### Data for this task

┌──

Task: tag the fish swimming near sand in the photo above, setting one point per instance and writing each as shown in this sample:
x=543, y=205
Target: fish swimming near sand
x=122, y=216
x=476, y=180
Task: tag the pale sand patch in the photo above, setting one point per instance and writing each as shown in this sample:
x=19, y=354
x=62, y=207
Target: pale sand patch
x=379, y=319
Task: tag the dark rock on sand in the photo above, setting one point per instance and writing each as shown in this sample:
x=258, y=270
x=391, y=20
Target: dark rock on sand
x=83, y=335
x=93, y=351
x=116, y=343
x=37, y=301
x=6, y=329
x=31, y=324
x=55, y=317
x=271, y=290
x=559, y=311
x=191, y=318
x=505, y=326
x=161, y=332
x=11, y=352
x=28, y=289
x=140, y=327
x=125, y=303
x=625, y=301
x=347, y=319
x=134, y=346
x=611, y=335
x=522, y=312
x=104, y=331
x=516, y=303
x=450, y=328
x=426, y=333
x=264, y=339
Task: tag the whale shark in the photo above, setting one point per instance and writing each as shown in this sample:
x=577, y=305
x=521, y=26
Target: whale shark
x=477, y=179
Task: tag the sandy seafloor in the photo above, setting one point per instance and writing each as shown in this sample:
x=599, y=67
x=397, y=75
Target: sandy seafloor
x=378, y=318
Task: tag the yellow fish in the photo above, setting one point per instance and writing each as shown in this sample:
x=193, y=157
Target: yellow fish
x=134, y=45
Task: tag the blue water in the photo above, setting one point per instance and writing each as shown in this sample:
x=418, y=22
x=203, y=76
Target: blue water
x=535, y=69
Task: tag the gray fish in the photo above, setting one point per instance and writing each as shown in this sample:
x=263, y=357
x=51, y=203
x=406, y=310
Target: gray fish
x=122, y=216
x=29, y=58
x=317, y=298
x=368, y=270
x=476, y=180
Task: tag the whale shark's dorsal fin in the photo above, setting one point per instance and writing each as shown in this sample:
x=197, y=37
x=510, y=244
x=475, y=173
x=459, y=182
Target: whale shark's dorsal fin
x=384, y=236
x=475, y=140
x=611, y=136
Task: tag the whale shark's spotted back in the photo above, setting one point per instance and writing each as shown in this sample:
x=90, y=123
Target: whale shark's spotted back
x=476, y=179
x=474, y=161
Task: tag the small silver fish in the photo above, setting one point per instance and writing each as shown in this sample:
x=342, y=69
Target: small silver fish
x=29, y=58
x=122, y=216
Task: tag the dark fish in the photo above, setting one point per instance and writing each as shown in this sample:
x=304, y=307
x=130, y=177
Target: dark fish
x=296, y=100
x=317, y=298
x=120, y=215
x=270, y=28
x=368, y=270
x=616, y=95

└──
┌──

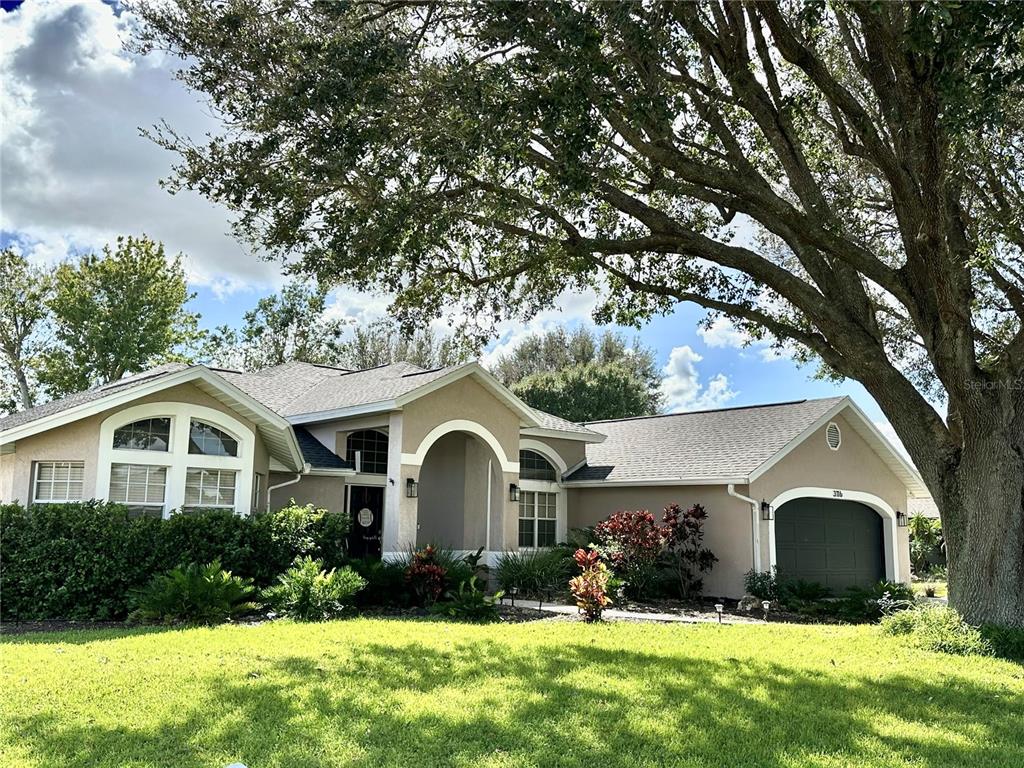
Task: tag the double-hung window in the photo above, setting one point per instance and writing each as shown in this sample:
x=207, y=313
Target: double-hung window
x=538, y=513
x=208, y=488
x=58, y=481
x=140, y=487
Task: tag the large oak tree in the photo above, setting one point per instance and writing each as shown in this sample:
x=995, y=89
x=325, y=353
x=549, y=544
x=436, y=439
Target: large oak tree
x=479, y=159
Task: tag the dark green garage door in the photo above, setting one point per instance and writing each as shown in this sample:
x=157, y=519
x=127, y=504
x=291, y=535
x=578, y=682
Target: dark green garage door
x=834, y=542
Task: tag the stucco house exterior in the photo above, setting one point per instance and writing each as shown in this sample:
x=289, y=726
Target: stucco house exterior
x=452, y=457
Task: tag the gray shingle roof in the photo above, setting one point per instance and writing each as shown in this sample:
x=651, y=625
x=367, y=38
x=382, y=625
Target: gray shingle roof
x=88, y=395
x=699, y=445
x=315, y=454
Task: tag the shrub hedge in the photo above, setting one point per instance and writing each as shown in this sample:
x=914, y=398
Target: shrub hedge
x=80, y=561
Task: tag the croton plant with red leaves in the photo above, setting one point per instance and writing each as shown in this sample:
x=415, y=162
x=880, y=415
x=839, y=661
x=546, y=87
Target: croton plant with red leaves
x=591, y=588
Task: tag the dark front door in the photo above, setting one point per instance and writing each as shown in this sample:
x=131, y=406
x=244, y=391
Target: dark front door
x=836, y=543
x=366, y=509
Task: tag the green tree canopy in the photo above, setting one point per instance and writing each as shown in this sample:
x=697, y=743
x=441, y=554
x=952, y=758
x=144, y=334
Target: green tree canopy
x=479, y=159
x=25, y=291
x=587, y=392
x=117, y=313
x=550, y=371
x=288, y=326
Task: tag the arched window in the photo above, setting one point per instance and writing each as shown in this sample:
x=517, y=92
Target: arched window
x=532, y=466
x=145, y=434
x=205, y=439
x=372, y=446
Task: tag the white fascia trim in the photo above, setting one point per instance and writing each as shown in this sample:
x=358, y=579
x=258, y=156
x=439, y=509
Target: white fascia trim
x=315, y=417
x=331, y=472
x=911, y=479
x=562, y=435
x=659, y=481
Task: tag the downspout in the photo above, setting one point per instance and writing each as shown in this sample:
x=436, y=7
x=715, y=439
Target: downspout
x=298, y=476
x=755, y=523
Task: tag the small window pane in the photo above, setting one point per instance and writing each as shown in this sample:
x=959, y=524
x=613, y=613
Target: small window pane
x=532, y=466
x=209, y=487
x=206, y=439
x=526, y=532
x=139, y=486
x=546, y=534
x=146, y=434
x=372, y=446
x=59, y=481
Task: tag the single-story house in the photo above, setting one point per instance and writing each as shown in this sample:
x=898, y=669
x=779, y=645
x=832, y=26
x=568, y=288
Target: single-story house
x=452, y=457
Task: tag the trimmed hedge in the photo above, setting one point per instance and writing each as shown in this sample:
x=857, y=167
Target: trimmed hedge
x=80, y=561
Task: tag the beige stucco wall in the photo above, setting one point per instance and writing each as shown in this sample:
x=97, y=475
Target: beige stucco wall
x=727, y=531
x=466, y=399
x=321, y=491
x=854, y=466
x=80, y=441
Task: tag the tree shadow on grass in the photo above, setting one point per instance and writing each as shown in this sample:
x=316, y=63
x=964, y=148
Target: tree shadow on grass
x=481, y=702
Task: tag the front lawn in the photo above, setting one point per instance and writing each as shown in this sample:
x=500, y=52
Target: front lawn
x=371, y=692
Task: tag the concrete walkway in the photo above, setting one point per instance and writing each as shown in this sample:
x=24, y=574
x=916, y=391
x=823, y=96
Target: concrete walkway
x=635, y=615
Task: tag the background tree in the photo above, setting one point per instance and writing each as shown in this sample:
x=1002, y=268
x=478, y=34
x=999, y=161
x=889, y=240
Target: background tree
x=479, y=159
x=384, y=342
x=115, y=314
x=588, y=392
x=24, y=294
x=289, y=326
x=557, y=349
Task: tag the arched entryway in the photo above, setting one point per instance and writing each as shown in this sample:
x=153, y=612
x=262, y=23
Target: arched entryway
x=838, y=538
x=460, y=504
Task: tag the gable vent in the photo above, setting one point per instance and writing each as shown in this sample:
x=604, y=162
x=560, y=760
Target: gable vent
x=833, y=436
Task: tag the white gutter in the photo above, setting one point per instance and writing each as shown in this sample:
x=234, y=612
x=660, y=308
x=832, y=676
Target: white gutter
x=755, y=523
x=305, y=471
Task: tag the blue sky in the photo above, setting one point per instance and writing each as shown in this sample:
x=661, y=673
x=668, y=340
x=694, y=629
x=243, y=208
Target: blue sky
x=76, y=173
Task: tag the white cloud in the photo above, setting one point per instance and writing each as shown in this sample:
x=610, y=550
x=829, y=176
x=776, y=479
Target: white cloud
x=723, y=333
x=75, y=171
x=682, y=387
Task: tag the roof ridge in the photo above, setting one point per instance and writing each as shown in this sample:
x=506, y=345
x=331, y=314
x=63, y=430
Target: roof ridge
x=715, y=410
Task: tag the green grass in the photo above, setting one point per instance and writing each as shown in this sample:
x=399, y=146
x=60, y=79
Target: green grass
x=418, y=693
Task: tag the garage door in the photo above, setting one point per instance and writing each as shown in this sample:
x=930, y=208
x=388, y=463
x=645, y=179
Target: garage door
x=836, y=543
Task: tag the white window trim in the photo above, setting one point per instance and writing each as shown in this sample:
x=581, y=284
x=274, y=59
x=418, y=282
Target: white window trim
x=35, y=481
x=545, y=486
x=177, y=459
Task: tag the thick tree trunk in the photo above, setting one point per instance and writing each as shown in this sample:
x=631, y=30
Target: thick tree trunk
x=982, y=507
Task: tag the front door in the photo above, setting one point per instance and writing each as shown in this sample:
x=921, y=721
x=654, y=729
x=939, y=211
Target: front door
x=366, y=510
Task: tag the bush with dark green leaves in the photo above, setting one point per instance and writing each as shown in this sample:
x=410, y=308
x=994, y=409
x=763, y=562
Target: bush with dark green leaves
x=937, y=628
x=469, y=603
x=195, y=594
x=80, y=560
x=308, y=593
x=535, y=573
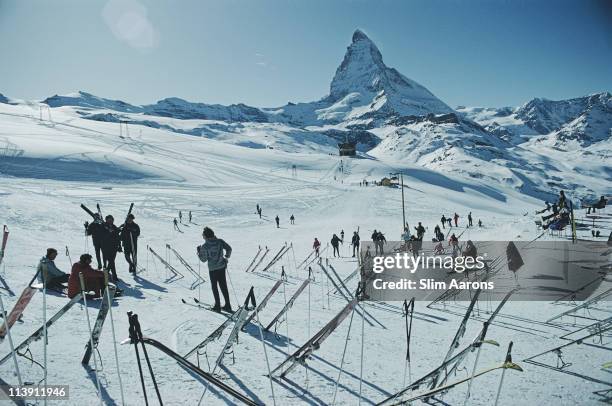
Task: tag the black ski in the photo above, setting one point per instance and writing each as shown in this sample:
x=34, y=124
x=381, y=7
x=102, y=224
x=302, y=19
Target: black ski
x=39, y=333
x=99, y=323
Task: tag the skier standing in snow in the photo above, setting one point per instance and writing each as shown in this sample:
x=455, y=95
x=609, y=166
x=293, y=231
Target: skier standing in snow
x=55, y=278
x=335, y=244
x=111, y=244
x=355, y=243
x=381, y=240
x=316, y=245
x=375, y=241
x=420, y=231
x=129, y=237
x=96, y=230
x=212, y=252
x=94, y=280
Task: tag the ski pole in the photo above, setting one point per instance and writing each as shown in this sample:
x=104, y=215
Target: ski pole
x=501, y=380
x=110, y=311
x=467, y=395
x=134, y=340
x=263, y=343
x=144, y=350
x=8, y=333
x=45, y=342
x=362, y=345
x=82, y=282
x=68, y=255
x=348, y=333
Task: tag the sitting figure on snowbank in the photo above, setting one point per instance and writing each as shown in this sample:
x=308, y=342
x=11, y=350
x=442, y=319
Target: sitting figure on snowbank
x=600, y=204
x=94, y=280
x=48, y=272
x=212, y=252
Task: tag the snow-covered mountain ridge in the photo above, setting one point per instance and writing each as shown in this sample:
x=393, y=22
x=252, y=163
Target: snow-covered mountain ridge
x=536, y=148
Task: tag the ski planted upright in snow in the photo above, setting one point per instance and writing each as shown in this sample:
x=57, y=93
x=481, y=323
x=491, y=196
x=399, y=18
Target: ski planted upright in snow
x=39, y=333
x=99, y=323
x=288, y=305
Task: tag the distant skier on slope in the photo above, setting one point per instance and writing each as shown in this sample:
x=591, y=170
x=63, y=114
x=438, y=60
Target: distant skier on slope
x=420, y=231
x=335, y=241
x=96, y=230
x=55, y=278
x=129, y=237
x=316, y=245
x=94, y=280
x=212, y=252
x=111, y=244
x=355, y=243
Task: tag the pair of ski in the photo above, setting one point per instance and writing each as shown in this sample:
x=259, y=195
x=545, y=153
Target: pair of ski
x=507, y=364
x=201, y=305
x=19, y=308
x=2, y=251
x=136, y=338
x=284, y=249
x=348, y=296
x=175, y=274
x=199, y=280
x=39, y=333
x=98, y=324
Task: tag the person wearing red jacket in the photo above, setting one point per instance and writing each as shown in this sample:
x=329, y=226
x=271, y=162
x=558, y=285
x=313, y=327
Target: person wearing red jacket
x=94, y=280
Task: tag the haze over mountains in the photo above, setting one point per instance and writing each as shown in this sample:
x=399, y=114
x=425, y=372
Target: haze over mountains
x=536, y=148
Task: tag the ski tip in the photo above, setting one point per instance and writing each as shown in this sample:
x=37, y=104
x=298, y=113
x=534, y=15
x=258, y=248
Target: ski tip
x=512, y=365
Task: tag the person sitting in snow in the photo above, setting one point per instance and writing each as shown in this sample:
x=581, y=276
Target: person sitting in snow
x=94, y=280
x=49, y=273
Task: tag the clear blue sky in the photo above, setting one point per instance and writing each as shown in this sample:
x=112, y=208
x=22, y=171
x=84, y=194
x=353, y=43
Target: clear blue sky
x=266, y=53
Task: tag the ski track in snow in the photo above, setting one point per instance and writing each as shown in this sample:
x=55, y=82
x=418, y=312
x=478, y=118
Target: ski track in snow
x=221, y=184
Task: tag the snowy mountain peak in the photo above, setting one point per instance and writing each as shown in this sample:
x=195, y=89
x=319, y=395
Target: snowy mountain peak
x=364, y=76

└──

### Exercise aim
Please gather every line in the entries above that contains the word "near" and copy each one in full.

### Written answer
Task: tag the fish swimming near sand in the photo above, setting one point per instance and writing each as shown in this sample:
Target: fish swimming near sand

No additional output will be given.